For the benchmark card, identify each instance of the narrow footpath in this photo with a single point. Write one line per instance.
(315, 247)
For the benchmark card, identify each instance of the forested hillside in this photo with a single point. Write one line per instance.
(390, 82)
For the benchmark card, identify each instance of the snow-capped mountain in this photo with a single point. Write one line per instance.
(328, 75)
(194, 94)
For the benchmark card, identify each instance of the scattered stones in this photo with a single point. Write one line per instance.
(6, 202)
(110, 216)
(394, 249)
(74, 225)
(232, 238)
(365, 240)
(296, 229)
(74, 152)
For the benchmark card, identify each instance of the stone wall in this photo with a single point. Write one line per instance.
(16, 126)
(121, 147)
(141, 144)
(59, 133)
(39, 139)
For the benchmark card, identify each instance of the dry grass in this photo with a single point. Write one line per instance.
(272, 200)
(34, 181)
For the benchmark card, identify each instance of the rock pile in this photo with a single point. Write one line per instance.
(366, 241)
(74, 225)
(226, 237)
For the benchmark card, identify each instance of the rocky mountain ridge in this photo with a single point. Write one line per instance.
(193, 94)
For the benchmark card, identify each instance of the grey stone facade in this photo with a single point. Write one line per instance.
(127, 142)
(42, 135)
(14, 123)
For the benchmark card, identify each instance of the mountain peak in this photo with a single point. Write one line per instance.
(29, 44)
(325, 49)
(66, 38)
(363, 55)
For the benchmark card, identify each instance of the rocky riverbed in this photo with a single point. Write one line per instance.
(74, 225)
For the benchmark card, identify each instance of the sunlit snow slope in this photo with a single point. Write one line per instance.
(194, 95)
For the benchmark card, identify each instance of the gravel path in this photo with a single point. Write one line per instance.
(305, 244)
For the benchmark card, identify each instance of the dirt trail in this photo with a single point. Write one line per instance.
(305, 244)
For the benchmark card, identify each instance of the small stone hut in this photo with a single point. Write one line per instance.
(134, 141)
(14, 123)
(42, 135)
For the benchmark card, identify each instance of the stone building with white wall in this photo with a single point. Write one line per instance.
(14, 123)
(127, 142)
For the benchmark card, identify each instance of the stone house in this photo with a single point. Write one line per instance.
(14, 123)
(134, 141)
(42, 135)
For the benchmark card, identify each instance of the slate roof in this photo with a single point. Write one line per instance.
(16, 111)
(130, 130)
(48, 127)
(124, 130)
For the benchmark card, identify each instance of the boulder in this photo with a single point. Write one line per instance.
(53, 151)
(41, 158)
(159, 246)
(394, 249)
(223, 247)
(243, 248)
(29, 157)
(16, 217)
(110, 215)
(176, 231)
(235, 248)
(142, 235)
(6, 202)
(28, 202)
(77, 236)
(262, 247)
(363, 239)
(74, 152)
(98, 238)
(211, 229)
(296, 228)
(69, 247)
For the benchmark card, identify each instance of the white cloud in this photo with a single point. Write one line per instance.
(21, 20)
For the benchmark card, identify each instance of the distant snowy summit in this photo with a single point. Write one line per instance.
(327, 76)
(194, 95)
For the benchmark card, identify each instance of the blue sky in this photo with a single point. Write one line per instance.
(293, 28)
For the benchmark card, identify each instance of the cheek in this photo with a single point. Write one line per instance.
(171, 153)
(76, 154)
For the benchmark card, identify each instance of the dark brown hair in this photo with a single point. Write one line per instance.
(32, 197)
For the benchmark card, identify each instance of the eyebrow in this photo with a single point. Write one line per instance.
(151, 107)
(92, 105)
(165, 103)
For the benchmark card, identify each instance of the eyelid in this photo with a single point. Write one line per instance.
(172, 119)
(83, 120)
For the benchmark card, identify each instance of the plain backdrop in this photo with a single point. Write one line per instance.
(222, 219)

──────────

Give these lines as a Markdown table with the columns Row and Line, numbering each row and leaving out blank lines.

| Row | Line |
|---|---|
| 1 | For the benchmark card, identify each instance of the narrow footpath in this photo with a single point. Write one line per instance. |
| 2 | (315, 247) |
| 3 | For the benchmark card, identify each instance of the forested hillside in this photo with a single point. Write one line per instance. |
| 4 | (390, 82) |
| 5 | For the benchmark card, identify each instance of the snow-capped mountain in this photo with a single point. Write one line per instance. |
| 6 | (328, 75) |
| 7 | (194, 94) |
| 8 | For the benchmark card, identify each instance of the scattered stones in this photo with a single point. Write one line per instance. |
| 9 | (6, 202) |
| 10 | (110, 216) |
| 11 | (394, 249) |
| 12 | (74, 225) |
| 13 | (232, 238) |
| 14 | (365, 240) |
| 15 | (296, 229) |
| 16 | (74, 152) |
| 17 | For the benchmark card, identify each instance of the stone wall in this photo with a single point. Write one line per instance. |
| 18 | (16, 126) |
| 19 | (121, 147) |
| 20 | (141, 144) |
| 21 | (59, 133) |
| 22 | (39, 139) |
| 23 | For the benchmark card, identify each instance of the dry grass in this photo with a single point. Write one line per instance. |
| 24 | (272, 200) |
| 25 | (34, 181) |
| 26 | For the benchmark card, identify each instance of the rock pile in this photo with a single point. Write one line per instance. |
| 27 | (366, 241) |
| 28 | (74, 225) |
| 29 | (226, 237) |
| 30 | For the benchmark card, identify each instance of the rocky mountain ridge in this photo with a single point. Write one line per instance. |
| 31 | (193, 94) |
| 32 | For the benchmark card, identify each instance of the grey stone facade in this photo with a single point. Write one line per instance. |
| 33 | (127, 142) |
| 34 | (42, 135) |
| 35 | (14, 123) |
| 36 | For the benchmark card, identify each instance of the mountain peak in this photo with a single point. Write one line per instance. |
| 37 | (29, 44) |
| 38 | (325, 49) |
| 39 | (66, 38) |
| 40 | (363, 55) |
| 41 | For the benchmark card, identify each instance of the rocky riverbed in this photo with a single point. Write one line per instance. |
| 42 | (74, 225) |
| 43 | For the benchmark card, identify each instance of the sunlit snow slope in this photo with a single point. Write one line per instance. |
| 44 | (194, 95) |
| 45 | For the benchmark card, identify each instance of the gravel path in this photo with a single point. Write one line per instance. |
| 46 | (305, 244) |
| 47 | For the benchmark card, identify each instance of the dirt trail in this photo with a single point. Write one line per instance. |
| 48 | (305, 244) |
| 49 | For the benchmark card, identify each instance of the small stone hut in this photo with a single point. Write one line per instance. |
| 50 | (134, 141) |
| 51 | (14, 123) |
| 52 | (42, 135) |
| 53 | For the benchmark card, identify each instance of the stone building with white wall in this photo with a single point. Write one line per instance. |
| 54 | (14, 123) |
| 55 | (127, 142) |
| 56 | For the benchmark card, identify each instance of the stone house in this photo with a single point. Write one line per instance. |
| 57 | (14, 123) |
| 58 | (134, 141) |
| 59 | (42, 135) |
| 60 | For the benchmark card, identify each instance of the slate roof in this photo with a single point. Write one line per instance. |
| 61 | (16, 111) |
| 62 | (130, 130) |
| 63 | (48, 127) |
| 64 | (124, 130) |
| 65 | For the benchmark card, identify each instance of the boulder in this photo with a single point. Write one line per instance. |
| 66 | (53, 151) |
| 67 | (41, 158) |
| 68 | (159, 246) |
| 69 | (394, 249) |
| 70 | (223, 247) |
| 71 | (243, 248) |
| 72 | (29, 157) |
| 73 | (16, 217) |
| 74 | (110, 215) |
| 75 | (176, 231) |
| 76 | (235, 248) |
| 77 | (142, 235) |
| 78 | (6, 202) |
| 79 | (28, 202) |
| 80 | (77, 236) |
| 81 | (262, 247) |
| 82 | (363, 239) |
| 83 | (74, 152) |
| 84 | (98, 238) |
| 85 | (211, 229) |
| 86 | (296, 228) |
| 87 | (69, 247) |
| 88 | For the benchmark card, identify each instance of the white cloud in this photo with a single point. Write one line per instance. |
| 89 | (21, 20) |
| 90 | For the benchmark card, identify each instance of the distant snowy summit in this photo with a single point. Write one line per instance. |
| 91 | (327, 76) |
| 92 | (194, 95) |
| 93 | For the benchmark card, identify each instance of the blue sky in this photo with a single point. Write one line per instance. |
| 94 | (293, 28) |
| 95 | For the benchmark card, identify each instance of the cheek in this photo with a single point. Write one line per instance. |
| 96 | (171, 153) |
| 97 | (76, 154) |
| 98 | For the benchmark card, identify each instance of the dark brown hair in this photo with a single point. Write one line per instance. |
| 99 | (32, 197) |
| 100 | For the benchmark card, identify each instance of the eyebrow in this photo with a single point. Write one line per instance. |
| 101 | (151, 107) |
| 102 | (92, 105) |
| 103 | (165, 103) |
| 104 | For the benchmark card, identify each instance of the eyelid in this photo with a single point. Write one line per instance. |
| 105 | (172, 119) |
| 106 | (83, 120) |
| 107 | For the benchmark card, identify each instance of the plain backdrop in this photo with a single point. Write one line per instance. |
| 108 | (222, 219) |